Requirement: Reproduce each of the records below word for word, keeping every line in its original order.

━━ Records shown

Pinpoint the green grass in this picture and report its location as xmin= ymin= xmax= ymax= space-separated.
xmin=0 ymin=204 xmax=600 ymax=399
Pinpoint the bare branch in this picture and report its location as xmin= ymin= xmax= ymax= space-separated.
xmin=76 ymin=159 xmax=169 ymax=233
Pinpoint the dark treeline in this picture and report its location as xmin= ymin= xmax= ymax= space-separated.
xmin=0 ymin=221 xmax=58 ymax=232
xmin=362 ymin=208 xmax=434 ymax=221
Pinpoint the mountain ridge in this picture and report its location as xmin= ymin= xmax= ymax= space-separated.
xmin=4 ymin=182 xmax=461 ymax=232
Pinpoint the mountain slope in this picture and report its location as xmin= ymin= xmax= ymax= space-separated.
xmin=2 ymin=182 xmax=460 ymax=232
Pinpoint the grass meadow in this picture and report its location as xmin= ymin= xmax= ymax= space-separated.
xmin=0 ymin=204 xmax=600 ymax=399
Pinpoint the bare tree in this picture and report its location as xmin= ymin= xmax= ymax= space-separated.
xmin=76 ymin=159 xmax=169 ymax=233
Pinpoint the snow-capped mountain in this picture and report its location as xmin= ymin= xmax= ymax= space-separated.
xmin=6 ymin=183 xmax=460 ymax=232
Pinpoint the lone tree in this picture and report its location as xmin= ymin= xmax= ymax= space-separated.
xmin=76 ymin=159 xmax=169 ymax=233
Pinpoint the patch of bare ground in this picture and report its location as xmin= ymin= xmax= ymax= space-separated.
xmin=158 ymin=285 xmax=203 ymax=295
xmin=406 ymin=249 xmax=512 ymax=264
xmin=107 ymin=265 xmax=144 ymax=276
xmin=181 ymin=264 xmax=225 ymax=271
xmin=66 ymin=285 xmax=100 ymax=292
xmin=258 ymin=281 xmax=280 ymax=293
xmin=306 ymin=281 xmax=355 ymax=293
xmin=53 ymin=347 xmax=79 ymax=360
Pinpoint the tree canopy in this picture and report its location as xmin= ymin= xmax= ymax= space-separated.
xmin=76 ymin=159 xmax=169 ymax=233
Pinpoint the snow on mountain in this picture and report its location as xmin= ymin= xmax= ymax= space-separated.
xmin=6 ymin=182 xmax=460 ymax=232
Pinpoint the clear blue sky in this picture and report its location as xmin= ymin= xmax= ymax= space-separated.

━━━━

Reply to the exercise:
Pinpoint the green grass in this picture and report its location as xmin= ymin= xmax= ymax= space-separated.
xmin=0 ymin=204 xmax=600 ymax=399
Pinpoint the bare branch in this picture and report its location as xmin= ymin= xmax= ymax= space-separated.
xmin=76 ymin=159 xmax=169 ymax=233
Pinpoint the dark treeline in this picture and report its location as xmin= ymin= xmax= ymax= space-separated.
xmin=0 ymin=221 xmax=58 ymax=232
xmin=362 ymin=208 xmax=434 ymax=221
Pinpoint the mountain ridge in this picture and report its location as xmin= ymin= xmax= ymax= space-separated.
xmin=4 ymin=182 xmax=461 ymax=232
Pinpoint the mountain slope in this picture and report its location as xmin= ymin= xmax= ymax= space-separated.
xmin=2 ymin=182 xmax=460 ymax=232
Pinpoint the grass meadow in this picture and report its location as xmin= ymin= xmax= ymax= space-separated.
xmin=0 ymin=204 xmax=600 ymax=399
Pinpoint the bare tree in this picture and report its location as xmin= ymin= xmax= ymax= space-separated.
xmin=76 ymin=159 xmax=169 ymax=233
Pinpoint the snow-capped mountain in this picture and report its location as xmin= ymin= xmax= ymax= space-separated.
xmin=6 ymin=183 xmax=460 ymax=232
Pinpoint the lone tree in this picture and report its location as xmin= ymin= xmax= ymax= space-separated.
xmin=76 ymin=159 xmax=169 ymax=233
Pinpoint the patch of bare ground in this picture and report its location as xmin= ymin= xmax= ymax= space-separated.
xmin=158 ymin=285 xmax=203 ymax=295
xmin=406 ymin=249 xmax=512 ymax=264
xmin=107 ymin=265 xmax=144 ymax=276
xmin=181 ymin=264 xmax=225 ymax=271
xmin=66 ymin=285 xmax=100 ymax=292
xmin=258 ymin=281 xmax=280 ymax=293
xmin=306 ymin=281 xmax=355 ymax=293
xmin=53 ymin=347 xmax=79 ymax=360
Pinpoint the tree canopy in this picture and report its location as xmin= ymin= xmax= ymax= space-separated.
xmin=76 ymin=159 xmax=169 ymax=233
Pinpoint the snow on mountain in this picture and report its location as xmin= ymin= xmax= ymax= space-separated.
xmin=6 ymin=182 xmax=460 ymax=232
Pinpoint the clear blue sky in this picture and report its location as xmin= ymin= xmax= ymax= space-separated.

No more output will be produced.